▶ [TO DO] Report each line in the listing below that contains the word "lake" and copy the whole line. Case counts.

# DATASET CONTENT start

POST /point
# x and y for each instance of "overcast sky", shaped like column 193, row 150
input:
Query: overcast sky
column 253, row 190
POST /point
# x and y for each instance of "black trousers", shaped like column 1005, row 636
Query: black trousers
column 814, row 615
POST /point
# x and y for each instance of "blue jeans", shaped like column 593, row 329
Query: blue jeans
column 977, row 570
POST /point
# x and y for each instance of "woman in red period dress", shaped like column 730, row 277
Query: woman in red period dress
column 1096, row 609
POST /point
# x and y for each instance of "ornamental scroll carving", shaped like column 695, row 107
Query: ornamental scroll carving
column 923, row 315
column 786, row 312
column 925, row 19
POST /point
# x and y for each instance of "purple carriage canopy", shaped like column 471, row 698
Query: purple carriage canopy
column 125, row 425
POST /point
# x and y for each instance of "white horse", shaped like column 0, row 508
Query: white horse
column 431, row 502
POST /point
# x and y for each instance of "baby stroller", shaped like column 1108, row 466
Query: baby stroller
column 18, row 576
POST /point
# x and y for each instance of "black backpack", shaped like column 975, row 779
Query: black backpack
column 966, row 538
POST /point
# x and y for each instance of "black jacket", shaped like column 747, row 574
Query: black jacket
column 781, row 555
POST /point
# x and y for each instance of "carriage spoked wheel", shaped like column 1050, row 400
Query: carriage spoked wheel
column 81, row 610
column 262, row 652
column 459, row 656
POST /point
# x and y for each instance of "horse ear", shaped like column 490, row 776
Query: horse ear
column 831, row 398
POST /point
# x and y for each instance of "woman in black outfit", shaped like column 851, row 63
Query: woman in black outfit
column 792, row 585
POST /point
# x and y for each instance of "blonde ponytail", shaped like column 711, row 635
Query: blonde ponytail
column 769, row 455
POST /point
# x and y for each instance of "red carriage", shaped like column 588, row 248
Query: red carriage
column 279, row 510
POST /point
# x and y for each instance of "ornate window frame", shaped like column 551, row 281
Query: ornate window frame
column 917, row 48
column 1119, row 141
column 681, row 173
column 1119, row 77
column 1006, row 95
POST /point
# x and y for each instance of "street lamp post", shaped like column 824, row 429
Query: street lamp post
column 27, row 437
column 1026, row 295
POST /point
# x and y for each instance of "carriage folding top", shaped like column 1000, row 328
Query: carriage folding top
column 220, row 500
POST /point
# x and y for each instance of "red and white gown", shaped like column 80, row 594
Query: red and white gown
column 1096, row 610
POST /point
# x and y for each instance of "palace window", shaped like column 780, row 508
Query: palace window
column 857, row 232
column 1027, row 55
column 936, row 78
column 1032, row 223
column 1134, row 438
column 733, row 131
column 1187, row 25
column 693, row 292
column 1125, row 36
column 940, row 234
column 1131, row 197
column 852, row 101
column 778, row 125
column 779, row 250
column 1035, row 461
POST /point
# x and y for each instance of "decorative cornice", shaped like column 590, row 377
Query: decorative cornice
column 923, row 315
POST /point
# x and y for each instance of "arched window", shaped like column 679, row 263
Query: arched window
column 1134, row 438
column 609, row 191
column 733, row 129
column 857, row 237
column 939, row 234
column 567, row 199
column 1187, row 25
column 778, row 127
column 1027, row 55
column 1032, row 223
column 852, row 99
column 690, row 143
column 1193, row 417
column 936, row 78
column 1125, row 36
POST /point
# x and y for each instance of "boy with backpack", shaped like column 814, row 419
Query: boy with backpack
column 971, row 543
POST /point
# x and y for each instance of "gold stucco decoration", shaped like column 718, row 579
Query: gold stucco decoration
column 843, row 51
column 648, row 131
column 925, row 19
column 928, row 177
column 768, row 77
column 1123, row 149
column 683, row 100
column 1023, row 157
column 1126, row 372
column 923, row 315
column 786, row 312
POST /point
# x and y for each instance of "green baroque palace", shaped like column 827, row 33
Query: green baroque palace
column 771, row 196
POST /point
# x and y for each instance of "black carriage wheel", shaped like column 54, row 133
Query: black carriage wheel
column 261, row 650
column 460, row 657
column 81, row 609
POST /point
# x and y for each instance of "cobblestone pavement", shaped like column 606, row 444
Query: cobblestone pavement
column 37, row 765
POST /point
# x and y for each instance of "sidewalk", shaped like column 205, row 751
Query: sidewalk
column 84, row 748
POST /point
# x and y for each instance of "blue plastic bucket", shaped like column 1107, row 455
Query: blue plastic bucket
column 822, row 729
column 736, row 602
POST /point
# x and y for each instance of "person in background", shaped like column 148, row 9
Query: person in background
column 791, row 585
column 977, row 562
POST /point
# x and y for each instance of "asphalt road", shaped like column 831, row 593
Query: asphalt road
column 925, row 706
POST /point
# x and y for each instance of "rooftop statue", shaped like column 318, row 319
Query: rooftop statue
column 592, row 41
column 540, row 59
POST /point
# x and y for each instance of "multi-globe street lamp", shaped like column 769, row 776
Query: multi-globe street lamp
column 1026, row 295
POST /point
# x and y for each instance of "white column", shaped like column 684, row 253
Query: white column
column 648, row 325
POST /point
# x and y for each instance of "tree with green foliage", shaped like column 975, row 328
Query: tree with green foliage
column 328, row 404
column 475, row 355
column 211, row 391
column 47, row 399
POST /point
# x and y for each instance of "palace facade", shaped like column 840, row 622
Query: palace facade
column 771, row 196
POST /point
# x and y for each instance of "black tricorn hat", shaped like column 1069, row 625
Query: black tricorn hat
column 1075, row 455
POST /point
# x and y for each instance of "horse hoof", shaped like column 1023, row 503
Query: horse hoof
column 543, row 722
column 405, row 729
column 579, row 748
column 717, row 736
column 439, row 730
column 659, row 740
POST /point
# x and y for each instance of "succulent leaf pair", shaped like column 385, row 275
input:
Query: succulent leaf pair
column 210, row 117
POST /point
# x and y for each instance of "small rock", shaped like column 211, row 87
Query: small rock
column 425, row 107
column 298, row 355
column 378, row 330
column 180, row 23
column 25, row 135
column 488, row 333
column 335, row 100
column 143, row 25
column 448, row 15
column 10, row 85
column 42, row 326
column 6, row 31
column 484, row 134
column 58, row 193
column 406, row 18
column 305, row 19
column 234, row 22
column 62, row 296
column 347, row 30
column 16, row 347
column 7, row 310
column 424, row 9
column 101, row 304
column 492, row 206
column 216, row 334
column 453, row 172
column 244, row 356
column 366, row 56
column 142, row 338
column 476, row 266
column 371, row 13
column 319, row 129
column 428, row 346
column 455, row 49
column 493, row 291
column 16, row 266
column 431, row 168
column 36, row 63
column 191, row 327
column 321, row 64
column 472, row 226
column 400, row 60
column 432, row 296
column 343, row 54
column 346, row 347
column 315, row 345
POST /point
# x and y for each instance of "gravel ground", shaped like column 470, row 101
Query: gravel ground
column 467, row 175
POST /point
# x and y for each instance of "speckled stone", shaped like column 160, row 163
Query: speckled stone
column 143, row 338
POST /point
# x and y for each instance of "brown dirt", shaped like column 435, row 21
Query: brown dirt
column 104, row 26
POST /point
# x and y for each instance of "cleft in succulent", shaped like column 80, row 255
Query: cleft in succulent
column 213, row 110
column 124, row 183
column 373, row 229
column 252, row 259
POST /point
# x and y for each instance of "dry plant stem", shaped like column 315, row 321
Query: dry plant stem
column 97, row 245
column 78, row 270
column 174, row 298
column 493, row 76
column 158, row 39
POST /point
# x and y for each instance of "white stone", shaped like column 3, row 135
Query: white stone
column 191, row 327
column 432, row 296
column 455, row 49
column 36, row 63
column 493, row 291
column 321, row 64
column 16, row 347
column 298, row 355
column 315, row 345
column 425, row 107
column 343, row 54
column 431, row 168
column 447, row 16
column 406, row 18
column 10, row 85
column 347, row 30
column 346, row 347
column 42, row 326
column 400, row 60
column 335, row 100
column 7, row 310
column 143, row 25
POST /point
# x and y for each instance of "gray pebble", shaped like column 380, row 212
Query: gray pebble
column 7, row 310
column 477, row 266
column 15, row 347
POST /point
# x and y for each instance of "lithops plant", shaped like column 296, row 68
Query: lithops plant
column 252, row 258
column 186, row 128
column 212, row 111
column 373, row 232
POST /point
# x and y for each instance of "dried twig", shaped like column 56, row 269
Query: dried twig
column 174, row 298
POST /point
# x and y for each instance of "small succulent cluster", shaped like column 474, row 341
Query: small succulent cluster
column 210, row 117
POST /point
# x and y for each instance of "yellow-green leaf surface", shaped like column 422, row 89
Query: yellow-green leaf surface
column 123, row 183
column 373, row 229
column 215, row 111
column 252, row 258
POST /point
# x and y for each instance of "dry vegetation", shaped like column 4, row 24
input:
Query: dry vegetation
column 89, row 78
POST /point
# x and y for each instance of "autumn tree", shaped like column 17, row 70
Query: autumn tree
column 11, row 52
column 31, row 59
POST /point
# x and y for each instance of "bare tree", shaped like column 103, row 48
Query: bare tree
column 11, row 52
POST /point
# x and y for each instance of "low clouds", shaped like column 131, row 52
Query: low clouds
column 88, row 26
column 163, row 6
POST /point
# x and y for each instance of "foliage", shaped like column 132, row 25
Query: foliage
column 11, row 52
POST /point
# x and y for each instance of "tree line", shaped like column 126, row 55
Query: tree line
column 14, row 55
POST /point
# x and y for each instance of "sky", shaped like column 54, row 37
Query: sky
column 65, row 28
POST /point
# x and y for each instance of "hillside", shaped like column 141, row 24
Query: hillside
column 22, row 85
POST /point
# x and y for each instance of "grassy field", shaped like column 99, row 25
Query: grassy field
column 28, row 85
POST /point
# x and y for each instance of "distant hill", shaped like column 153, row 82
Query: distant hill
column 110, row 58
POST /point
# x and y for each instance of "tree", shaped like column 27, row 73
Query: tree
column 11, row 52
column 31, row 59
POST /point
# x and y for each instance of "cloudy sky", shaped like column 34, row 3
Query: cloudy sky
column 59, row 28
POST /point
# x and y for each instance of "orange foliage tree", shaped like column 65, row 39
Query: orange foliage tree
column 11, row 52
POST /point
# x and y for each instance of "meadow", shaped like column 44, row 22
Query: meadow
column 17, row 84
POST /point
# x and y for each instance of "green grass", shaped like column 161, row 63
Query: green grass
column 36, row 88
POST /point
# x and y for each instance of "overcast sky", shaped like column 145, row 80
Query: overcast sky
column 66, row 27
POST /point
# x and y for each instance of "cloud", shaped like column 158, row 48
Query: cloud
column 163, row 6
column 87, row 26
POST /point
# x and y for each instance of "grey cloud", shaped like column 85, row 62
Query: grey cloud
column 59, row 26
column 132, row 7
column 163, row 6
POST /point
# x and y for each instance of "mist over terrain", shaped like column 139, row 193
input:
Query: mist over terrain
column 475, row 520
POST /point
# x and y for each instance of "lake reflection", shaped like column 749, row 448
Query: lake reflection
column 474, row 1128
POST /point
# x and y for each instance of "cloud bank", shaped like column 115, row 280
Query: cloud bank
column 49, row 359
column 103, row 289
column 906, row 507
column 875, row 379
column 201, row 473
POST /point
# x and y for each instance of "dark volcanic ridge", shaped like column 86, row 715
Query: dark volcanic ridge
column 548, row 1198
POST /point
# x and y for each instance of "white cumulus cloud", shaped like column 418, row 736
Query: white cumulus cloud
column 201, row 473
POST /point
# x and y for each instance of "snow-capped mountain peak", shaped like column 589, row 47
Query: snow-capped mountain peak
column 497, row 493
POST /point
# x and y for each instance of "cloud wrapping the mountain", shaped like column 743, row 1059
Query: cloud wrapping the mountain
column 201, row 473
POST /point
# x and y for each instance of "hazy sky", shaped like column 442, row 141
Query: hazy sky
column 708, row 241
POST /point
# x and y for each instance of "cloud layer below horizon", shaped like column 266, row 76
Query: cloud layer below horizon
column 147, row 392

# DATASET CONTENT end

▶ [TASK RESPONSE]
# x and y for each instance of "lake reflection", shaped like column 749, row 448
Query: lake reflection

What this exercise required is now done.